Image-grounded pointing data =>
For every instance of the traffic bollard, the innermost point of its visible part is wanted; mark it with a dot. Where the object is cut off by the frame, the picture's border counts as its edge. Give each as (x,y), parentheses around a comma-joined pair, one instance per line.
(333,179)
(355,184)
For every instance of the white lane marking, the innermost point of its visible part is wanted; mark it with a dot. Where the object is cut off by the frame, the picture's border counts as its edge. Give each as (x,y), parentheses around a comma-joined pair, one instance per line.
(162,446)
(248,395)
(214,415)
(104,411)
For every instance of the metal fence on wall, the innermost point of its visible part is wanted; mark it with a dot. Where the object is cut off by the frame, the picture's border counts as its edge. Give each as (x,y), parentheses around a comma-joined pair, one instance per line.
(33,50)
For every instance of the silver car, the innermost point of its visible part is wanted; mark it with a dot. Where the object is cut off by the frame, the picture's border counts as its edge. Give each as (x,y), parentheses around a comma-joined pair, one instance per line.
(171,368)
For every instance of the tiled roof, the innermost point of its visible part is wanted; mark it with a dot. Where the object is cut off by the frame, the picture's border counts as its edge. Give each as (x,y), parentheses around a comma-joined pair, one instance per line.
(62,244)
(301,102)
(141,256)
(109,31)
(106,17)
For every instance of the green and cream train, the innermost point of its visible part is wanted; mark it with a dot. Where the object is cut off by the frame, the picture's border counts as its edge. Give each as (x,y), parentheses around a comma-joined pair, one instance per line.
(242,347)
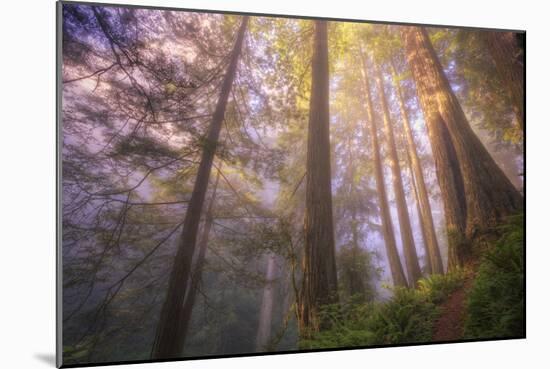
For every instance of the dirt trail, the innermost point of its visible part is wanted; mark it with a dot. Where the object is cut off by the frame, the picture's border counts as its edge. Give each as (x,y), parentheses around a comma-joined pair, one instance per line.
(450,326)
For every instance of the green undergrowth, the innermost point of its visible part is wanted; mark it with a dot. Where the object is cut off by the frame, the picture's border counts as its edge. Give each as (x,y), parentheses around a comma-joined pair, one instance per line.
(408,317)
(495,304)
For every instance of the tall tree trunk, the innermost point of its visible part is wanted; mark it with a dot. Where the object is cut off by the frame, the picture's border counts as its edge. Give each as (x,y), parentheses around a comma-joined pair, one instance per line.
(355,272)
(189,302)
(488,193)
(355,278)
(427,261)
(407,239)
(396,268)
(319,281)
(266,311)
(169,336)
(508,58)
(421,192)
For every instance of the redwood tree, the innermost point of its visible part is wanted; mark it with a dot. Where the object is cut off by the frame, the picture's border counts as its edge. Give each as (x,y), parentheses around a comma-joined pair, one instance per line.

YOUR OBJECTIVE => Every record must be duplicated exactly, except for the pictures, which are left out.

EXERCISE SOLUTION =>
For every instance of the traffic bollard, the innermost point of its visible part is wanted; mark it with a dot. Where the object is cut off by the frame, the picture's border counts as its edge. Give each as (x,y), parentheses around a comma-joined pair, one instance per line.
(333,179)
(355,184)
For every instance of the white lane marking, the innermost point of its visible part is wanted; mark it with a dot. Where the object is cut off by the frame, the picture's border counts as its edge. Give each as (x,y), parentheses around a comma-joined pair, one instance per line.
(162,446)
(248,395)
(214,415)
(104,411)
For every instance of the metal fence on wall, the innermost point of its visible part is wanted; mark it with a dot. Where the object is cut off by the frame, the picture's border counts as its edge. Give each as (x,y), parentheses around a comma-joined pair, one instance per line.
(33,50)
For every instance of the silver car, the innermost point of its visible part is wanted; mark it with a dot. Where the object is cut off by the frame, the picture's border counts as its edge. Give each as (x,y), parentheses around a comma-joined pair, one instance per line.
(171,368)
For every instance of the tiled roof, the innermost point of its visible part is wanted; mark it with a dot. Where the object is cut off by the frame, the picture's border counts as its edge. Give each as (x,y), parentheses around a comma-joined pair, one instance per line.
(62,244)
(301,102)
(141,256)
(109,31)
(106,17)
For every instance of the green and cream train, the innermost point of its visible part is wanted; mark it with a dot. Where the object is cut off by the frame, the picture's border counts as its edge. Give each as (x,y), parentheses around a comma-joined pair, one instance per line.
(242,347)
For every instance of the dirt trail, the innermost point of its visible part is wanted; mark it with a dot. Where the object is cut off by the frame, the picture's border counts as its edge. Give each as (x,y), parentheses around a comma-joined pair, one instance per line.
(450,326)
For every instance of the green undergrowth, the innermost point of its visible part is wanted; mark it with a dot. Where the object is cut off by the frame, the picture's border counts as its edge. Give each as (x,y), parentheses around a comma-joined pair, one instance per line.
(408,317)
(495,304)
For every instance of the tall tree trunk, the innermost point of its visible part is wanted; mark it with a dot. Where the object is cut off by the frame, the picture's border counts as its edge. Give each as (x,y), parentheses around a comma-joined pair, one instance per line.
(355,272)
(189,302)
(488,193)
(355,278)
(427,261)
(407,239)
(396,268)
(319,281)
(266,311)
(169,336)
(508,58)
(421,192)
For every instance of the redwood tree, the innermost point of its visible part is wanted; mark it with a dot. Where the object is cut off by the frame, the picture's border counts as its edge. Give each as (x,y), parentheses around a comma-joined pair, one instance per line.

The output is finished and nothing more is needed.